__EXTRAIT FOURNI__
..........

Documents et capacité pendant d’autres périodes postérieures à 1997

[50] Comme je l’ai mentionné, je n’ai vu aucun document médical portant sur la période du 31 mars 2008 au 23 avril 2010. Cette période n’est pas aussi longue que celle qui a commencé en mars 2012. Toutefois, à l’audience, le requérant a dit peu de choses au sujet de cette période de 2008 à 2010. Il a déclaré que sa famille l’avait sauvé d’un mode de vie criminel et d’une dépendance à la drogue en 2008. Il a déclaré que son père avait tenté de le faire cesser de consommer de la drogue et qu’il vivait à la Alpha House (un « refuge sécuritaire ») en 2010.

[51] Le requérant a déclaré l’existence de peu d’emplois après 1997. Il a eu l’emploi pour un journal (commencé en janvier 2011), celui de commis d’épicerie (commencé en 2016), celui chez Home Depot (commencé en 2017) et celui chez X (commencé en 2018). Toutefois, plusieurs fournisseurs de soins font référence à un travail effectué après 1997 qui ne correspond pas à une de ses périodes de travail admises. En mai 2001, le Dr Sproule a déclaré que le syndrome du canal carpien léger du requérant s’était amélioré parce qu’il [traduction] « effectuait un travail plus léger »Note de bas page 47. À l’audience, le requérant a dit qu’il ne travaillait pas à ce moment‑là et a laissé entendre qu’il s’acquittait simplement de tâches à la maison.

[52] En février 2006, le Dr Singh (médecin de famille) a déclaré que le requérant était [traduction] « en arrêt de travail depuis maintenant trois ans ». Cela implique qu’il a travaillé jusqu’au début de 2003, ce que le requérant a nié cependant à l’audience. Il a été choqué par cette suggestion et a cru que le Dr Singh parlait peut‑être du programme de recyclage.

[53] En août 2006, le Dr Bertolo a laissé entendre que le requérant aurait pu travailler en février ou mars 2006, mais qu’il n’exerçait pas des fonctions appropriéesNote de bas page 48. À l’audience, le requérant a dit qu’il ne se souvenait pas de ce médecin. Or, le requérant a eu au moins trois visites chez le Dr Bertolo en 2006Note de bas page 49. Toujours en août 2006, le Dr Young (soins ambulatoires) a laissé entendre que l’emploi du requérant aurait dû être modifié en juin 2006Note de bas page 50. Interrogé à ce sujet, le requérant a répondu qu’il ne travaillait pas en juin 2006, mais qu’il croyait que cela aurait pu être lié au programme de réadaptation de la Commission des accidents du travail.

..........

__LISTE DES ACTIVITÉS__
a – Mettez à jour le passage de l'extrait compris entre « [53] En août 2006, le » et « accidents du travail. » inclusivement, en remplaçant « requérant » par « demandeur ».
b – D'après l'extrait, en quelle année le requérant a-t-il commencé son emploi de commis d'épicerie ?

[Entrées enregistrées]
..........

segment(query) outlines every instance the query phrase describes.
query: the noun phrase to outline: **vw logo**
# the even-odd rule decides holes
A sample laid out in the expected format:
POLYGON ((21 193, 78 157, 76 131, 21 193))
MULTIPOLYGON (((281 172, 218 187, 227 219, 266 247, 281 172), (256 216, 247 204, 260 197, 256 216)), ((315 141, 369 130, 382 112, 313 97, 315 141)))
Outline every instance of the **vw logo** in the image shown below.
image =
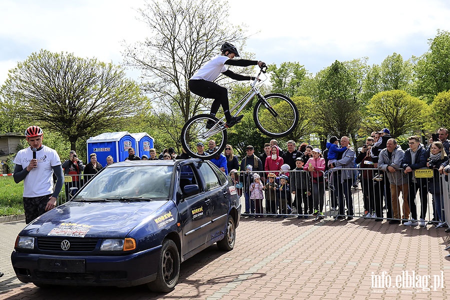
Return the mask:
POLYGON ((69 242, 69 241, 67 240, 64 240, 61 242, 61 248, 64 251, 66 251, 66 250, 68 250, 68 248, 70 248, 70 243, 69 242))

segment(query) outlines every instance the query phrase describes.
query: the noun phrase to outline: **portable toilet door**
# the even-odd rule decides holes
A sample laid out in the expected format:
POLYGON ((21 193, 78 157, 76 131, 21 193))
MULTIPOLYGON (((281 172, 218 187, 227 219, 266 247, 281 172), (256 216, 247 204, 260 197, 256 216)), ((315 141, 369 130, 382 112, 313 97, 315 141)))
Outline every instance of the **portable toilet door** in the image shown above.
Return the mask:
POLYGON ((128 156, 128 149, 136 148, 136 142, 128 132, 104 132, 90 138, 86 141, 88 160, 92 153, 97 154, 97 161, 104 166, 106 166, 106 158, 112 156, 114 162, 122 162, 128 156))
POLYGON ((131 134, 131 136, 136 139, 136 155, 142 158, 142 156, 145 154, 150 158, 150 149, 153 148, 154 139, 147 132, 131 134))

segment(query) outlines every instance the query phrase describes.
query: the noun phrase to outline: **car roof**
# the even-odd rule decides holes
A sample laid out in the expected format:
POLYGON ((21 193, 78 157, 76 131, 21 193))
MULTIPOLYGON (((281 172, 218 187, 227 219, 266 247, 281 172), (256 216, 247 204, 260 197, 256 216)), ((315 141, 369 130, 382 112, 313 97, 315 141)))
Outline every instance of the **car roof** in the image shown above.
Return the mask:
POLYGON ((106 168, 120 168, 122 166, 176 166, 181 162, 196 162, 202 161, 199 158, 189 158, 188 160, 129 160, 115 162, 106 166, 106 168))

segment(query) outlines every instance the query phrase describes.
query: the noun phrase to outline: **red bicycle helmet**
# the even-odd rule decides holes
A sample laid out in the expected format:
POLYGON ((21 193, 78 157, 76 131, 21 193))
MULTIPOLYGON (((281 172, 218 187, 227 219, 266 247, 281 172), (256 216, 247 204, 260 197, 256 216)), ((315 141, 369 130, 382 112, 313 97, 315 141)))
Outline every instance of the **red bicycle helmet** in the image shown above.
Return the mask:
POLYGON ((25 136, 27 138, 40 136, 44 134, 44 132, 38 126, 30 126, 25 130, 25 136))

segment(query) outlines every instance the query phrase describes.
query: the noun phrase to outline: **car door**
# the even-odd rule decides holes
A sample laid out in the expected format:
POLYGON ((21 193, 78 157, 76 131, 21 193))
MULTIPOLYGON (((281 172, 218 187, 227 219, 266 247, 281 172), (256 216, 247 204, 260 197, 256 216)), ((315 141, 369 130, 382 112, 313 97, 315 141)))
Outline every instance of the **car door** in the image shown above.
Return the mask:
POLYGON ((210 200, 211 238, 214 238, 224 233, 230 209, 226 177, 212 164, 204 163, 200 170, 206 182, 206 190, 210 200), (223 176, 220 176, 222 174, 223 176))
POLYGON ((210 240, 210 200, 192 164, 180 168, 178 178, 180 192, 188 184, 198 184, 199 188, 198 194, 185 197, 178 204, 182 228, 183 254, 186 254, 210 240))

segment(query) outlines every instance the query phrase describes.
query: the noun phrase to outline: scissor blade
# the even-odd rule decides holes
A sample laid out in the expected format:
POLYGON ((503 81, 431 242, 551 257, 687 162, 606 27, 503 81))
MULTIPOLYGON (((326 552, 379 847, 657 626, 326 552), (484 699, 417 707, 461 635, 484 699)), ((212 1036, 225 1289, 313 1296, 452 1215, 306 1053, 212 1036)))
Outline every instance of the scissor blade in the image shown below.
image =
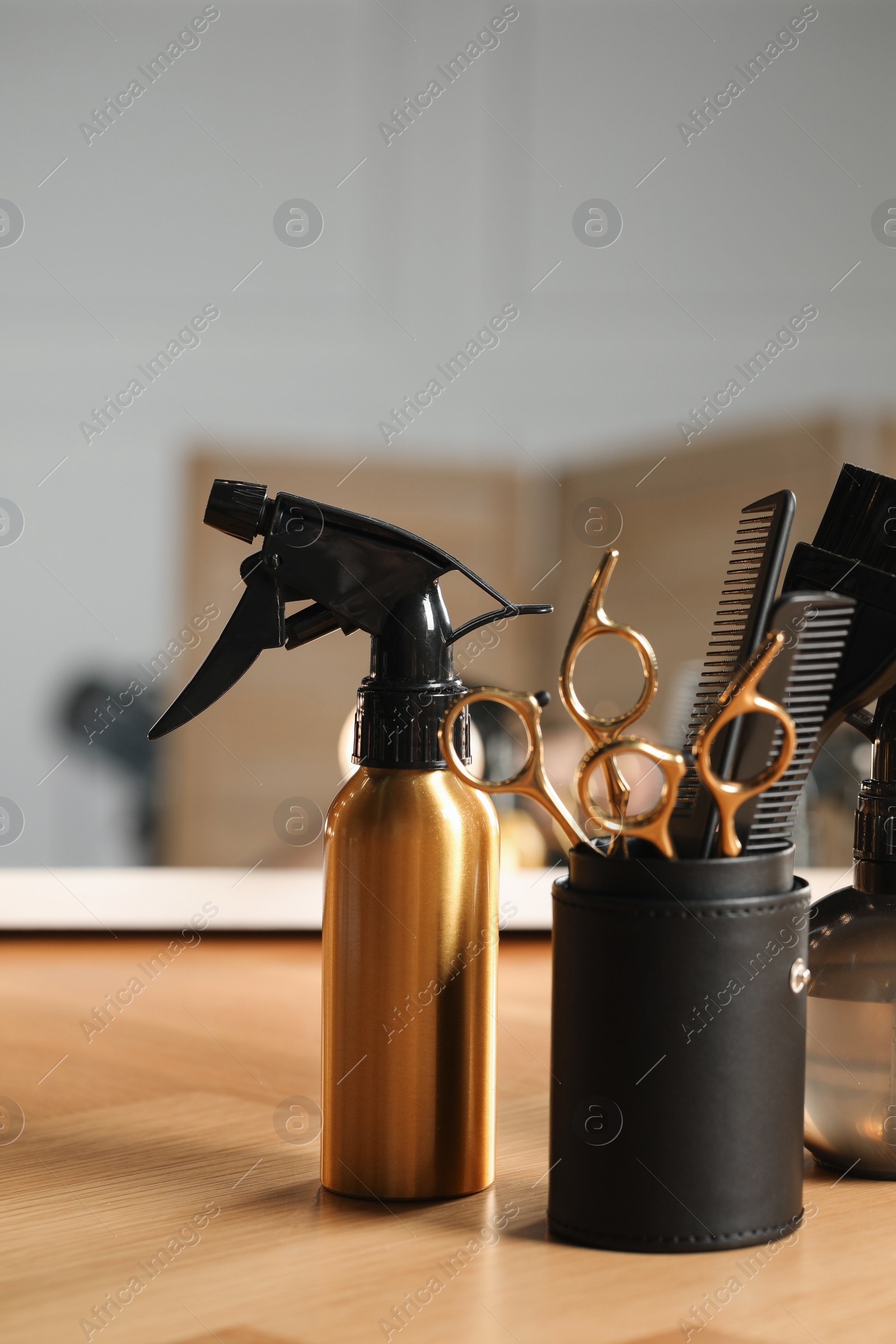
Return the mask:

..........

__SOLUTIONS PAR TÂCHE__
a –
[53] En août 2006, le Dr Bertolo a laissé entendre que le demandeur aurait pu travailler en février ou mars 2006, mais qu’il n’exerçait pas des fonctions appropriéesNote de bas page 48. À l’audience, le demandeur a dit qu’il ne se souvenait pas de ce médecin. Or, le demandeur a eu au moins trois visites chez le Dr Bertolo en 2006Note de bas page 49. Toujours en août 2006, le Dr Young (soins ambulatoires) a laissé entendre que l’emploi du demandeur aurait dû être modifié en juin 2006Note de bas page 50. Interrogé à ce sujet, le demandeur a répondu qu’il ne travaillait pas en juin 2006, mais qu’il croyait que cela aurait pu être lié au programme de réadaptation de la Commission des accidents du travail.

b – En 2016.